◆ **ページ抜粋**:

安倍晋三首相の記者会見で表明した「率直な反省」が、内閣支持率急落の深刻さを物語る。
通常国会閉会にあたって報道各社が行った世論調査の結果が出そろった。共同通信社の全国電世論調査では、内閣支持率は44・9%と、五月の前回に比べて10・5ポイントの急落である。
調査主体にかかわらず、傾向に変わりはない。政権不信がより高まったとみて間違いないだろう。
内閣支持率が、なぜここに来て急落したのか。その理由の一つは強引な国会運営である。
安倍政権がテロ対策に必要と主張した改正組織犯罪処罰法は「共謀罪」の趣旨を盛り込み、一般市民の内心に踏み込んで処罰する危うい内容と指摘される。
懸念が払拭(ふっしょく)されていないにもかかわらず与党は参院法務委員会での審議を打ち切り、本会議で直接採決する「中間報告」というやり方で成立を強行した。
共同通信の調査では、委員会採決の省略について67・7%が「よくなかった」と答えた。
首相は会見で「国会での審議、指摘を踏まえながら適正に運用する」と述べたが、強引な国会運営を反省するのはもちろん、改正法の危険性を深く認識して、審議をやり直すべきではないか。

◆ **データ部分**:
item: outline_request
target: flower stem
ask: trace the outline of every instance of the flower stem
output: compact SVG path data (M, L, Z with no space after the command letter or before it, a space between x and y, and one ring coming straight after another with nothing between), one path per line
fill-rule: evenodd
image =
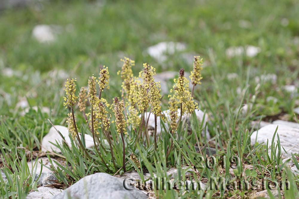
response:
M157 115L155 114L155 149L157 150Z
M104 132L105 131L104 130L103 130L103 131ZM116 167L116 165L115 163L115 161L114 160L114 152L112 148L112 144L111 143L111 138L109 134L109 131L106 131L106 136L107 137L107 139L108 139L108 142L109 143L109 146L110 146L110 151L111 151L111 158L112 158L112 162L113 162L113 165L114 166L114 168L116 170L117 169L117 167Z
M125 140L123 139L123 132L122 131L120 132L120 135L121 136L121 141L123 142L123 172L126 172L126 164L125 162Z
M95 138L94 136L94 123L93 123L93 106L92 106L92 104L91 104L91 132L92 133L92 138L94 141L94 147L95 148L96 151L97 151L97 153L98 155L100 156L100 158L101 158L101 160L102 160L102 161L103 162L103 163L106 166L106 167L108 169L108 170L110 172L111 171L109 169L109 168L108 167L108 166L106 164L106 163L105 162L105 161L104 160L104 159L103 157L102 157L101 155L101 154L100 153L100 152L99 151L99 150L97 149L97 144L95 142Z
M85 152L86 156L89 158L90 158L90 156L89 156L89 155L88 154L87 151L86 150L86 149L83 146L83 145L82 144L82 142L81 142L81 140L80 139L80 137L79 137L79 133L78 132L78 129L77 129L77 125L76 124L76 121L75 120L75 114L74 113L74 108L72 107L71 107L71 109L72 110L72 115L73 116L73 121L74 123L74 126L75 127L75 130L76 131L76 135L77 135L77 139L78 139L78 141L79 143L79 144L80 145L80 146L82 148L82 149Z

◆ **課題**:
内閣支持率急落についての文章のうち、「調査主体にかかわらず、傾向に」を含む箇所から「が「よくなかった」と答えた。」までを書き写し、その中の「参院法務委員会」を「衆院法務委員会」に差し替えよ。 資料を見る必要はない。

◆ **解答**:
調査主体にかかわらず、傾向に変わりはない。政権不信がより高まったとみて間違いないだろう。
内閣支持率が、なぜここに来て急落したのか。その理由の一つは強引な国会運営である。
安倍政権がテロ対策に必要と主張した改正組織犯罪処罰法は「共謀罪」の趣旨を盛り込み、一般市民の内心に踏み込んで処罰する危うい内容と指摘される。
懸念が払拭(ふっしょく)されていないにもかかわらず与党は衆院法務委員会での審議を打ち切り、本会議で直接採決する「中間報告」というやり方で成立を強行した。
共同通信の調査では、委員会採決の省略について67・7%が「よくなかった」と答えた。